• Problem to work on
Copy out everything in the records below verbatim, starting with the line containing "I need to verify whether any curved" and continuing down through the line containing "558, 58, 593, 74". Include both of those lines.

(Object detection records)
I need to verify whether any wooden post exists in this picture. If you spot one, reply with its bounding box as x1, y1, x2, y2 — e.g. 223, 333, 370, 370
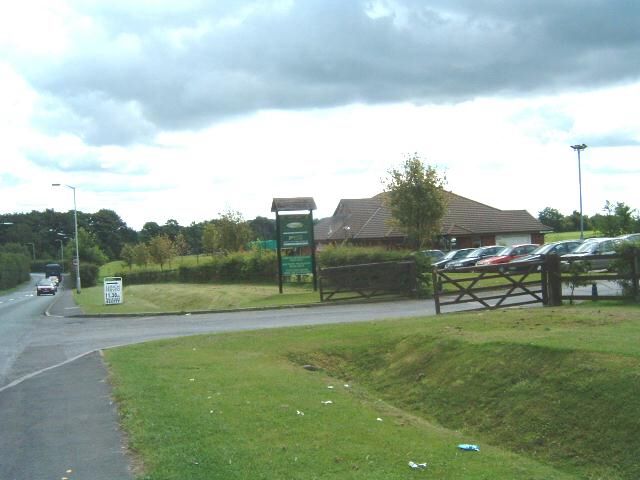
545, 255, 562, 307
431, 268, 440, 315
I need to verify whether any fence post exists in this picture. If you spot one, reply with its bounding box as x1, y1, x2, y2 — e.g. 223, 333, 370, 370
631, 248, 640, 302
431, 268, 440, 315
545, 255, 562, 307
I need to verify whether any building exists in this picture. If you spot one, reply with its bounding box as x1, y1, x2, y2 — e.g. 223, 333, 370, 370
314, 192, 551, 248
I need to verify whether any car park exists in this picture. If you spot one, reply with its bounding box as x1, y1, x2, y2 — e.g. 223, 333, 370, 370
616, 233, 640, 243
36, 278, 57, 296
476, 243, 540, 266
431, 248, 475, 268
560, 237, 620, 270
508, 240, 583, 270
444, 245, 504, 270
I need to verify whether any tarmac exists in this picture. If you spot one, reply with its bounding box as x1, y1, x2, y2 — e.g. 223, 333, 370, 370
0, 290, 134, 480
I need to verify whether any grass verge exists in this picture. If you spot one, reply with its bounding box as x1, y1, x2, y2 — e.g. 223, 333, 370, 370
74, 283, 320, 314
106, 307, 640, 480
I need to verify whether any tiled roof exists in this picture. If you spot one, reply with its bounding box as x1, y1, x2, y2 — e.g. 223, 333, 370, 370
315, 192, 550, 240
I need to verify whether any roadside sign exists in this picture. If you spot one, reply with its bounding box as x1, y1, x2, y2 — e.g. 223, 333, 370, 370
104, 277, 124, 305
282, 255, 313, 276
280, 215, 312, 248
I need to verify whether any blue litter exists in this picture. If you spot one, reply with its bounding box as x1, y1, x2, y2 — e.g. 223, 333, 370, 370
458, 443, 480, 452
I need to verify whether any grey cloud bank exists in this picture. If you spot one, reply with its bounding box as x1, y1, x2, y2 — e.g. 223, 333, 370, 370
16, 0, 640, 145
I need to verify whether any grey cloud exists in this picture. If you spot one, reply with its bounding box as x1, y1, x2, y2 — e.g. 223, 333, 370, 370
16, 0, 640, 145
25, 149, 148, 175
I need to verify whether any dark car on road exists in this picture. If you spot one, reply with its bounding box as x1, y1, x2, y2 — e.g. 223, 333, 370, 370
444, 245, 505, 270
36, 278, 58, 296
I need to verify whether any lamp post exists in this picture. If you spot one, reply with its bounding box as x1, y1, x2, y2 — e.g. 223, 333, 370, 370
56, 238, 64, 264
571, 143, 587, 240
51, 183, 80, 293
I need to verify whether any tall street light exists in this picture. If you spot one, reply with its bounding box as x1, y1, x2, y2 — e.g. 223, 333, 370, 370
571, 143, 587, 240
51, 183, 80, 293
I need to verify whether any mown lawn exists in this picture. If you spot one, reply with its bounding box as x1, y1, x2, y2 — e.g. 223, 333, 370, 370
74, 283, 320, 314
106, 305, 640, 480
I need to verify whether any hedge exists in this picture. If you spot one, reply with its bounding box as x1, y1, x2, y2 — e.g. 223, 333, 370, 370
0, 253, 31, 290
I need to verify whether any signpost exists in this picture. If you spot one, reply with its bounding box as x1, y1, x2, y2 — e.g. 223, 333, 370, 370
271, 197, 318, 293
104, 277, 124, 305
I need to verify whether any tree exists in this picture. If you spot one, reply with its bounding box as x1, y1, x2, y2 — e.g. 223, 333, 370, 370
148, 235, 173, 270
120, 243, 135, 270
538, 207, 564, 232
202, 223, 218, 256
133, 243, 149, 267
383, 154, 446, 248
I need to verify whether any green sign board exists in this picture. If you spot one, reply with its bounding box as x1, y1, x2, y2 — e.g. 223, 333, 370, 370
282, 255, 313, 276
280, 215, 312, 248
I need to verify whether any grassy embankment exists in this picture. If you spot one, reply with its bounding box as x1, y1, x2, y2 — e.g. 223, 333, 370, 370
106, 305, 640, 480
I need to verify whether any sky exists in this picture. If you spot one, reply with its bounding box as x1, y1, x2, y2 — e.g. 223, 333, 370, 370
0, 0, 640, 230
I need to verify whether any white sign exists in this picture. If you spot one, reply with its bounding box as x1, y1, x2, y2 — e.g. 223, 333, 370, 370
104, 277, 124, 305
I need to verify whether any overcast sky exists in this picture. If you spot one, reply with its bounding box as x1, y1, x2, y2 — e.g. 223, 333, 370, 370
0, 0, 640, 229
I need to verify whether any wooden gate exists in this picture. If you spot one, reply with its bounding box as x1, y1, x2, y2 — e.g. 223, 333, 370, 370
432, 257, 562, 314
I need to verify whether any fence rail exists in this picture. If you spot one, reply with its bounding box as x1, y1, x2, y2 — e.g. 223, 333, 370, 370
432, 250, 640, 314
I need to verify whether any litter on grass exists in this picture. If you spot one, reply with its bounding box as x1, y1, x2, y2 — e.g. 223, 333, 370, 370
458, 443, 480, 452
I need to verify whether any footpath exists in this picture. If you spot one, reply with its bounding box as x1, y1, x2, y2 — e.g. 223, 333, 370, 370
0, 290, 134, 480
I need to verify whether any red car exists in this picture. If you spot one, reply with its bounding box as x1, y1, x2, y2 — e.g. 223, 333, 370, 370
476, 243, 540, 266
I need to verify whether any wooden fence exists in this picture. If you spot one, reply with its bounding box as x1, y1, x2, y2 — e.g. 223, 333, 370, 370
432, 250, 640, 314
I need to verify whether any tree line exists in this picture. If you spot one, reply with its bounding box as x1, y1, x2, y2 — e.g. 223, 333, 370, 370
538, 200, 640, 237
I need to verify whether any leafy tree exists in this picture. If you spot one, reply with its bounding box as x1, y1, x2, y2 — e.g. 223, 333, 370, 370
148, 235, 174, 270
120, 243, 135, 270
202, 223, 218, 256
138, 222, 162, 243
248, 217, 276, 240
133, 243, 149, 267
538, 207, 564, 232
173, 233, 189, 256
74, 227, 108, 265
383, 154, 446, 248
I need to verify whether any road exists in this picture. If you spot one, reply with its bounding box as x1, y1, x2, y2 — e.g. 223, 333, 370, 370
0, 275, 620, 480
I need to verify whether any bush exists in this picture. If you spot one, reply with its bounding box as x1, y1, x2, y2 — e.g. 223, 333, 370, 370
71, 263, 99, 287
0, 252, 30, 290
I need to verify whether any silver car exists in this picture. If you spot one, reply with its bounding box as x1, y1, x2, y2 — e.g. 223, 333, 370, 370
560, 238, 619, 270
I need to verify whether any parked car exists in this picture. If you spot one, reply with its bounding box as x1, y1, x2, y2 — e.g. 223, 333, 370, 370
36, 278, 57, 296
616, 233, 640, 243
476, 243, 540, 266
431, 248, 475, 268
508, 240, 583, 270
444, 245, 504, 270
560, 238, 619, 270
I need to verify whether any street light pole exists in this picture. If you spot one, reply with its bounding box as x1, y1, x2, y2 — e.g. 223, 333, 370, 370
571, 143, 587, 240
51, 183, 80, 293
56, 238, 64, 264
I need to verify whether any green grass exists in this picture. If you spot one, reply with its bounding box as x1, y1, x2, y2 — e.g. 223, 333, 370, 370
106, 306, 640, 480
99, 255, 212, 278
74, 283, 320, 314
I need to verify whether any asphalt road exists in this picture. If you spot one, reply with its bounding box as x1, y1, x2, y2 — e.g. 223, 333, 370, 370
0, 276, 620, 480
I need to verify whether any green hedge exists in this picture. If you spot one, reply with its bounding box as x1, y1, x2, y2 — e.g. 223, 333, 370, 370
0, 253, 31, 290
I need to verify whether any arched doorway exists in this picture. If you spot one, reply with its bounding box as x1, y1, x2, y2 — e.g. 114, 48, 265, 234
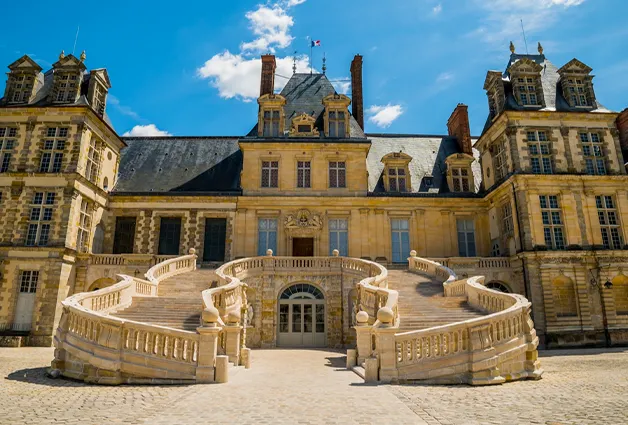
486, 280, 510, 294
277, 283, 327, 347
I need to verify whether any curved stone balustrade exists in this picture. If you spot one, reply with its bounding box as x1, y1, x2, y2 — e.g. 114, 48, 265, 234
52, 250, 199, 384
356, 251, 543, 385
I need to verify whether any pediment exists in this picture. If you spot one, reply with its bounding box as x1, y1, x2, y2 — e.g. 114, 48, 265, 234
484, 71, 502, 90
508, 58, 543, 74
52, 54, 86, 69
9, 55, 42, 72
558, 58, 593, 74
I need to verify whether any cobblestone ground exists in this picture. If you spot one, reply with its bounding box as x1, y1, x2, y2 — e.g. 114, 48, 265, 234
0, 348, 628, 425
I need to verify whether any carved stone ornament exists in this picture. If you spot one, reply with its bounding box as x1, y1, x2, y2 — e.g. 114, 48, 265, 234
284, 210, 323, 230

• Result for this exercise
I need to verify whether any curved stone balustrade exists in this picture. If you spot one, reply with its bounding box as x1, y1, x2, y2 — e.g. 114, 48, 265, 234
52, 250, 199, 384
356, 251, 543, 385
I need to verify whether any pediment exists in this picture. If you spot one, reply with its bounding box as x1, y1, x2, y2 — e.g. 114, 48, 265, 234
484, 71, 502, 90
508, 58, 543, 74
52, 54, 86, 69
9, 55, 42, 72
558, 58, 593, 74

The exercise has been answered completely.